- _Brief_: Translate the following sentence from the aquaculture lecture report below into Spanish: "In order to find out the answer, Mr Bricknell looked at infectious salmon anaemia (ISA) and infectious pancreatic necrosis virus (IPN)."

- _Text section_:
************
Speaking at a State of the Seas series lecture, Mr Bricknell stated that Integrated Multitrophic Aquaculture (IMA) is where more than one species is grown in the same environment. Waste products from the main crop are recycled to provide nutrients that are used to grow other crops, to support either your main crop or provide additional income to your farm.
This system is therefore good to use as it provides the farmer with economic back up if the main crop fails, provides feed for other crops farmed and it lowers the carbon footprint. However, whereas a monoculture system only needs attention to be paid to one species, IMA requires thought and management to cover a range of species. A good health regime therefore needs to be considered as a treatment for the first crop may affect the secondary crop, Mr Bricknell said.
In regards to disease, Mr Bricknell looked specifically at an IMA system using mussels and seaweed, which is ideal for the marine conditions in Maine, USA. The aim of Mr Bricknell's work was to find out whether or not mussels used in the IMA system acted as a reservoir for disease and therefore whether they helped or hindered the disease risk to fish in the close proximity. It is known that mussels filter bacteria but, can they be used to break bacteria/disease life cycles?
Mr Bricknell stated that an integrated multitrophic fish farm, for example, if it had a pathogen event in the fish, the pathogens are shed from the fish and they interact with the mussels. "What we don’t know is whether the mussels will amplify that pathogen and cause a bigger infectious pressure in the wild or reduce that pathogen and provide a smaller infectious pressure in the wild. Equally, if a disease occurs in wild fish, it interacts with the mussels within the farm before it leaves the fish. Does that amplify that infectious pressure and put more pressure on the farm fish or does it reduce it and decrease that pressure?" said Mr Bricknell.
In order to find out the answer, Mr Bricknell looked at infectious salmon anaemia (ISA) and infectious pancreatic necrosis virus (IPN).
With ISA, Mr Bricknell found that the virus could not survive being exposed to mussels. “The mussels have taken up the virus but somehow inactivated and prevented the virus being viable, as we could not get it to grow in a fish tissue culture,” said Mr Bricknell.
It is thought that the mussels do this by stripping ISA of its lipid outer layer.
Next, Mr Bricknell looked at the tough little virus IPN. Sadly, it was found that with IPN the virus is cultured and concentrated in the feces of the mussels and then shed into the water where it can infect fish.
In conclusion, Mr Bricknell found that the risk of ISA was decreased and with IPN, the risk was increased slightly, but it is quite clear that there are benefits of IMA to disease control, not just in reducing the carbon footprint of aquaculture.
************
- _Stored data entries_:
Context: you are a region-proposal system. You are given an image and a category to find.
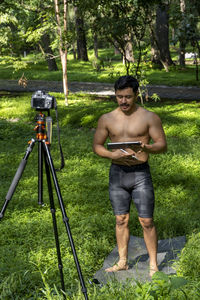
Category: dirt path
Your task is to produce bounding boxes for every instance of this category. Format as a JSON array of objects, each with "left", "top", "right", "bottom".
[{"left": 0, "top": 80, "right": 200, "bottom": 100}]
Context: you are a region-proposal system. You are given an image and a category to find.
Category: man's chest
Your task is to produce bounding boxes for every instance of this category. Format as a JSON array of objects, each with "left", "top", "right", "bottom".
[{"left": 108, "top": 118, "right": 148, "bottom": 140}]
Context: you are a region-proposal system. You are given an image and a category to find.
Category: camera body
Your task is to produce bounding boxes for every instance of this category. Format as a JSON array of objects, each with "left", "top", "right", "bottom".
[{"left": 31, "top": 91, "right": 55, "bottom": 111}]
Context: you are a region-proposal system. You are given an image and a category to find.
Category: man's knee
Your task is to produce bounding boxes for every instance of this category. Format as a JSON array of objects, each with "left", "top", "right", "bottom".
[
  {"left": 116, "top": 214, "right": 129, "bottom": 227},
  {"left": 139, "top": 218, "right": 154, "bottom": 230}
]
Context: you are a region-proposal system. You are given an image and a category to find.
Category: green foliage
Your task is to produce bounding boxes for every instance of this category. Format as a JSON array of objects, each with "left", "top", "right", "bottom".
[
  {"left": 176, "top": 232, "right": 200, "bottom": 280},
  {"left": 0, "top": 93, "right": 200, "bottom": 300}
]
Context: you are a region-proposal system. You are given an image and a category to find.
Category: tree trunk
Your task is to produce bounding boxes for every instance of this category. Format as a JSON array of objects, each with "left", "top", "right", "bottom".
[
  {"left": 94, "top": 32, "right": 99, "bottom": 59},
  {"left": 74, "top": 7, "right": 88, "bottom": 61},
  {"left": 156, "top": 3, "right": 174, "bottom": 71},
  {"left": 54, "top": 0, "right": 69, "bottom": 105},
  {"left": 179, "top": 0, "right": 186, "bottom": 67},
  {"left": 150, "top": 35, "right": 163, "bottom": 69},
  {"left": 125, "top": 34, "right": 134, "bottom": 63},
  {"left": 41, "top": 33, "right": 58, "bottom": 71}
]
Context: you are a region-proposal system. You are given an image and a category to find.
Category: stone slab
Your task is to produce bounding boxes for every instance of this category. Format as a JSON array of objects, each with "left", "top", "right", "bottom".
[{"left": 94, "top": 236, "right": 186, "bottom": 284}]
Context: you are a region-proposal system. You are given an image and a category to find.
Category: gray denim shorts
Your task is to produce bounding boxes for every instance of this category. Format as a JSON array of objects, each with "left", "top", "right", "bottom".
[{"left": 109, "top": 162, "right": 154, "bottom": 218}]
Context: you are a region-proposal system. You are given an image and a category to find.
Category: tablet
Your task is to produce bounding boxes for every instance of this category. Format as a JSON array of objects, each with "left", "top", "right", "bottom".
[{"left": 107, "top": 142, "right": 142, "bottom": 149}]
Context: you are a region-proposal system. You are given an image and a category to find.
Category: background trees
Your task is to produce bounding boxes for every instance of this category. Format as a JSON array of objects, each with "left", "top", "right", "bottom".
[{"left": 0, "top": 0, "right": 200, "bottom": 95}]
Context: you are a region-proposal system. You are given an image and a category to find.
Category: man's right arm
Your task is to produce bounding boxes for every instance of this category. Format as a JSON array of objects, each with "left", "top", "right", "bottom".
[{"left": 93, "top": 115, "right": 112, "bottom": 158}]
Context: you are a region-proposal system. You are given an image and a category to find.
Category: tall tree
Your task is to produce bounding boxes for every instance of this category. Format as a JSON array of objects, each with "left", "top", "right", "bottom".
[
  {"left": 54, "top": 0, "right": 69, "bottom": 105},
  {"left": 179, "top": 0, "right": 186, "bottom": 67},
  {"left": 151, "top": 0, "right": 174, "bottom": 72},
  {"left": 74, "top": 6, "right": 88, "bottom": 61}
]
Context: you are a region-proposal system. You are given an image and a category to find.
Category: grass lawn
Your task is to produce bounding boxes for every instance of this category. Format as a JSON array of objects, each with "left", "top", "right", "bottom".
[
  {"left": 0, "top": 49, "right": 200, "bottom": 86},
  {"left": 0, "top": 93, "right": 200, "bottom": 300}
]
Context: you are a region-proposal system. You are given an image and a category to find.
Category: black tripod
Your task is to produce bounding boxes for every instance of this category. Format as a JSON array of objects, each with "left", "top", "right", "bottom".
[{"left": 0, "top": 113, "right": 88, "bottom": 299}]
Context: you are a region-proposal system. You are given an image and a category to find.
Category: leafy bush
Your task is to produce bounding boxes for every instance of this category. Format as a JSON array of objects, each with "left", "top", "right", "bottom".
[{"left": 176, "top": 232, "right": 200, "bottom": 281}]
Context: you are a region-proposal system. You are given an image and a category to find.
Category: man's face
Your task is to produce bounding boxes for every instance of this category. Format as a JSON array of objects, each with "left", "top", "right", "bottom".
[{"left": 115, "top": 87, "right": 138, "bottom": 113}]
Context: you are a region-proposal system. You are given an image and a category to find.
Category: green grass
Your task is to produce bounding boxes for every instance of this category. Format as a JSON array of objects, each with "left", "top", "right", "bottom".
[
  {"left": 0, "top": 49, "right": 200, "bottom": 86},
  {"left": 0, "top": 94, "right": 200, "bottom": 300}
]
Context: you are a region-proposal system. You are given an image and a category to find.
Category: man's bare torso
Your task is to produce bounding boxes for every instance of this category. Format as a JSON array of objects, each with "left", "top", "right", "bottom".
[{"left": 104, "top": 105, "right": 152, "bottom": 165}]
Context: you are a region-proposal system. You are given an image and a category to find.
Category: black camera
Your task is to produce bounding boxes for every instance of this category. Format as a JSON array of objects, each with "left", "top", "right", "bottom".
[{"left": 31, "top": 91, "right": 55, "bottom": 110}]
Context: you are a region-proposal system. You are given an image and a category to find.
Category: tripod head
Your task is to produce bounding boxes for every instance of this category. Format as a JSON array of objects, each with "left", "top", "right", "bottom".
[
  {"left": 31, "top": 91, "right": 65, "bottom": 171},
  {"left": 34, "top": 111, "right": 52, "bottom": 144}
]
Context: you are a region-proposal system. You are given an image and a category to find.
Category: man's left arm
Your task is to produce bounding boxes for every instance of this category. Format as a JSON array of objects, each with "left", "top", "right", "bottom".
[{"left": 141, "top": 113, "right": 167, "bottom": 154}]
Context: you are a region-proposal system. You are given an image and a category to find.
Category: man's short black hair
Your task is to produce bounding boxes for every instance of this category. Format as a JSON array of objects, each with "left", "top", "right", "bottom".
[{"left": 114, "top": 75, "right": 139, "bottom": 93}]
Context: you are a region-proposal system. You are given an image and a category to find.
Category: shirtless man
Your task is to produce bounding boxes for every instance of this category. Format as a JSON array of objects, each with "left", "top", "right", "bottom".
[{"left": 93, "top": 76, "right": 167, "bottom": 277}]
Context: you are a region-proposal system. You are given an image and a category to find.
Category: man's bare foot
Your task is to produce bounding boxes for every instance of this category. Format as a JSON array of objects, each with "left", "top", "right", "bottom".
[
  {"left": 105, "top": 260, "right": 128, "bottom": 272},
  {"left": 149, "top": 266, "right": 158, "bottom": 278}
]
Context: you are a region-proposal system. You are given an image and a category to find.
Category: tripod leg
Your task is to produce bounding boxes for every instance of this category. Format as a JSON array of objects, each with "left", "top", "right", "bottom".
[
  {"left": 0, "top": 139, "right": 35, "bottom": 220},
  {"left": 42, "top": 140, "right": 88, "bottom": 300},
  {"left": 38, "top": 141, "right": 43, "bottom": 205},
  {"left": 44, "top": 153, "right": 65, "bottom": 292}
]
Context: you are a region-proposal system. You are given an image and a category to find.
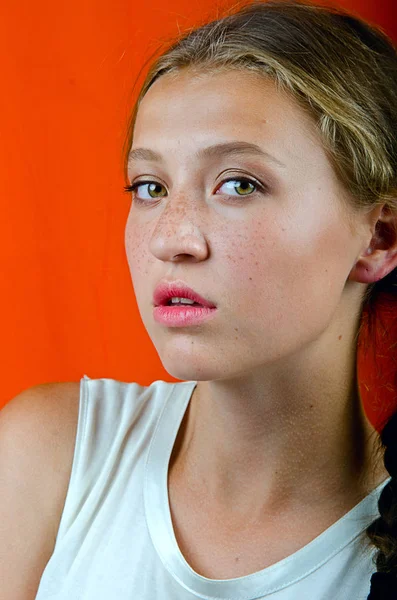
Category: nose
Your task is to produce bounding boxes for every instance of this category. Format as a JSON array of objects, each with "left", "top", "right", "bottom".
************
- _Task solution_: Para averiguar la respuesta, el Sr. Bricknell estudió la anemia infecciosa del salmón (ISA) y el virus de la necrosis pancreática infecciosa (IPN).